- **AIM**:
Reproduce the listing below line for line, without changing a word.

## START

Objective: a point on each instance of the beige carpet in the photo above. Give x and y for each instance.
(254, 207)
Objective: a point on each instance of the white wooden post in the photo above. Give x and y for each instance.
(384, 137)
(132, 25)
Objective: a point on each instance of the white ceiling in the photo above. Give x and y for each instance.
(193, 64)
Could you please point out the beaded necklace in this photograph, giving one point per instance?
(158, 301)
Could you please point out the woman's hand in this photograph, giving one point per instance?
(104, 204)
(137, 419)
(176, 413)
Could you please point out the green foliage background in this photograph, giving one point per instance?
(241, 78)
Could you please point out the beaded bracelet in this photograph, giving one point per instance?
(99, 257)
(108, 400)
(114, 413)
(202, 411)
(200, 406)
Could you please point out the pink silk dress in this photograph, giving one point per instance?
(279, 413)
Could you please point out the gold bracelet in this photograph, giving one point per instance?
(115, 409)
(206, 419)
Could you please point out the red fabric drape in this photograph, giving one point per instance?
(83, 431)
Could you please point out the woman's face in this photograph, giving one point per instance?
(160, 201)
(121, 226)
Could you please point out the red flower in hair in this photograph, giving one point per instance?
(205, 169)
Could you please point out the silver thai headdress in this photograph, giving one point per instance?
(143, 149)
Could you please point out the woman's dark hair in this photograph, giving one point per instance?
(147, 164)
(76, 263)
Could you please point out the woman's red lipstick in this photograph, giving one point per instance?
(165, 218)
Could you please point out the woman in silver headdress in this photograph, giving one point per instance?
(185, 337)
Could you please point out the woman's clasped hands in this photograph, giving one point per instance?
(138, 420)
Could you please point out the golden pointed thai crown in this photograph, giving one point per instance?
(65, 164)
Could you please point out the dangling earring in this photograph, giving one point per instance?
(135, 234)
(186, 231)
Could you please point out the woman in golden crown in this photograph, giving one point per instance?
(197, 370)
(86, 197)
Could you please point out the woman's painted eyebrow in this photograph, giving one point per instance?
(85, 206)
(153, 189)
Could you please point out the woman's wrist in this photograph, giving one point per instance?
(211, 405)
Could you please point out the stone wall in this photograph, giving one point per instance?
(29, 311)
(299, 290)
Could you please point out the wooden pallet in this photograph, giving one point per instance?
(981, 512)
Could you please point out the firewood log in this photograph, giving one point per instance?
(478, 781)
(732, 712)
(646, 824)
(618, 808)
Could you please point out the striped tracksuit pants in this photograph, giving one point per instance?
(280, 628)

## END

- **COMPLETE OUTPUT**:
Objective: a point on each instance of the beige carpet in the photo above. Give x and y for each instance.
(254, 207)
Objective: a point on each instance of the white wooden post in the photo above. Give x and y for each instance.
(384, 137)
(132, 25)
Objective: a point on each instance of the white ceiling in the photo above. Give x and y for each instance.
(193, 64)
Could you please point out the beaded necklace in this photograph, giving one point per instance?
(158, 301)
Could you please point out the woman's hand in this photograph, giving one point per instance?
(104, 204)
(137, 419)
(176, 413)
Could you please point out the green foliage background in this photograph, giving one point per instance?
(241, 78)
Could you please point out the beaded bracelet in this photograph, giving one point per instance?
(99, 257)
(108, 400)
(114, 413)
(202, 411)
(200, 406)
Could you please point out the pink silk dress in this photograph, giving one point per instance?
(279, 413)
Could you please point out the gold bracelet in this photograph, giving one point per instance?
(115, 409)
(206, 419)
Could you please point out the red fabric drape in this photograph, giving one point per instance?
(83, 431)
Could you please point out the woman's face in this photograph, giving one point per instance?
(160, 201)
(121, 226)
Could you please point out the red flower in hair in this photograph, giving one point per instance?
(205, 169)
Could you please point out the silver thai headdress in this photograph, giving one point per instance?
(143, 149)
Could you please point out the woman's dark hair in this photograph, giving one point per instance?
(147, 164)
(76, 263)
Could you please point out the woman's red lipstick in this photograph, giving one point per instance?
(165, 218)
Could you please point out the woman in silver headdress in this photograph, giving one point per instance?
(185, 337)
Could you please point out the woman's clasped hands in this photograph, giving one point per instance?
(138, 420)
Could you please point out the golden pointed thai crown in this photograph, giving one point per instance?
(65, 164)
Could you please point out the dangling earring in this photograph, giving one point per instance?
(135, 234)
(186, 231)
Could you please point out the woman in golden crown in this photograph, giving one point per instance?
(197, 370)
(86, 197)
Could you please point out the woman's painted eyebrow in this photograph, giving one point per instance?
(85, 206)
(153, 189)
Could you please point out the woman's wrist in this photograph, giving one point per instance?
(211, 405)
Could you please point out the stone wall in this photograph, giving one point per instance?
(29, 311)
(299, 290)
Could you please point out the wooden pallet in this photograph, giving one point per instance?
(981, 512)
Could you please point out the firewood log in this photograph, giving one point per instance?
(478, 781)
(732, 712)
(646, 824)
(618, 808)
Could you please point out the striped tracksuit pants in this photograph, giving one point per instance?
(280, 628)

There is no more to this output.